▶ [PROBLEM DETAILS] From the line containing "Please tag the white teeth" down to the final line of the entries below, restate each line word for word and add nothing.

== DATA SUPPLIED

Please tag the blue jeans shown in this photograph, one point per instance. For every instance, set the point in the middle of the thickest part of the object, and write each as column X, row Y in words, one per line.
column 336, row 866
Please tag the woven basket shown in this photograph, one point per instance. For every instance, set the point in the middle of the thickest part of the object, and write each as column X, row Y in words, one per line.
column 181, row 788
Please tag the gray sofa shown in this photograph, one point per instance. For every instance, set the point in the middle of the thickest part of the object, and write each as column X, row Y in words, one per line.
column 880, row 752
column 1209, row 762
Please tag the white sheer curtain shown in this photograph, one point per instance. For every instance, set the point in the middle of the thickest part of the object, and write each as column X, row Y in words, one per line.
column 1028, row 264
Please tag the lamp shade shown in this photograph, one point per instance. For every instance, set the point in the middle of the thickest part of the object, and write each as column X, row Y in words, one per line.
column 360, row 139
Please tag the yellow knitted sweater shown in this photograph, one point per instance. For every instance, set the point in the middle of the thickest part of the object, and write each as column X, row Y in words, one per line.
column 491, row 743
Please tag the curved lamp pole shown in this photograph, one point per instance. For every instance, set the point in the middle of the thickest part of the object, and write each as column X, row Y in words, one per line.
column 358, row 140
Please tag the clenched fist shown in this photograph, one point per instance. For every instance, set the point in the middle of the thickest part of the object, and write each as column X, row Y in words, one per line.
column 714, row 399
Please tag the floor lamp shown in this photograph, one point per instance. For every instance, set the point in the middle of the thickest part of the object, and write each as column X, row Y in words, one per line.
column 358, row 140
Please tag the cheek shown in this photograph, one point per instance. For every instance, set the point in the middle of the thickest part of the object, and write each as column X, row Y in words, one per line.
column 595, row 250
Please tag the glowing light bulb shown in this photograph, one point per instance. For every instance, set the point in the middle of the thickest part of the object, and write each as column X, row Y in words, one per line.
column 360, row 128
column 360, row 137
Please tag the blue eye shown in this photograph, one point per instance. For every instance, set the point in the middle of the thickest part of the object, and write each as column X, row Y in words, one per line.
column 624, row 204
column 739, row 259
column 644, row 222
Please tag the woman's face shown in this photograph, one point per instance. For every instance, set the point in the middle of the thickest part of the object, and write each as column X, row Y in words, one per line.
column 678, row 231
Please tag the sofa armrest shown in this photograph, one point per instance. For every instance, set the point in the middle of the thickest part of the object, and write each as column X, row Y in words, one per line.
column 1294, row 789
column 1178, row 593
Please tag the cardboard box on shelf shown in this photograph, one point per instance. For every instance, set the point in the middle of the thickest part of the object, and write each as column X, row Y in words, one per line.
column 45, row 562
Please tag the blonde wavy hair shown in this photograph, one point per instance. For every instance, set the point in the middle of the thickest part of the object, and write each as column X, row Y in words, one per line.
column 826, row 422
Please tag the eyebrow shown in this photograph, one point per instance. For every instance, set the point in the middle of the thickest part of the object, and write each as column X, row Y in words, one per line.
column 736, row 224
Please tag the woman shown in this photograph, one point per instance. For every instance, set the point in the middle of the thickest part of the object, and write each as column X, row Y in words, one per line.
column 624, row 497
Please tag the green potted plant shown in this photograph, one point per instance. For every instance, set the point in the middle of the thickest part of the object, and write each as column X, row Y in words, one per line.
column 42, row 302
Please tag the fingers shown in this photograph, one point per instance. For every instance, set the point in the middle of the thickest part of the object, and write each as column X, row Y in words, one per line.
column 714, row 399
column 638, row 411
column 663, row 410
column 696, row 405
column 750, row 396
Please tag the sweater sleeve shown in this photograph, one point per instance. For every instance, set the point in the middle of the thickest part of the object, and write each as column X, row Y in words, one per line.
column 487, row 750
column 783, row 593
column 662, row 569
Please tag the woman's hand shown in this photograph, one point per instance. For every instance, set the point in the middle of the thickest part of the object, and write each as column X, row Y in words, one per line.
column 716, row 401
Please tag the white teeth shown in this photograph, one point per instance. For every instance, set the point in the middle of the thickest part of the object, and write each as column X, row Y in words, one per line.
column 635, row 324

====

▶ [ANSWER BOX]
Please tag the white teeth shown in this photograph, one point per instance. For every instance, set the point in the middle of the thickest part of the object, and write each as column X, row Y in words, one per line.
column 635, row 324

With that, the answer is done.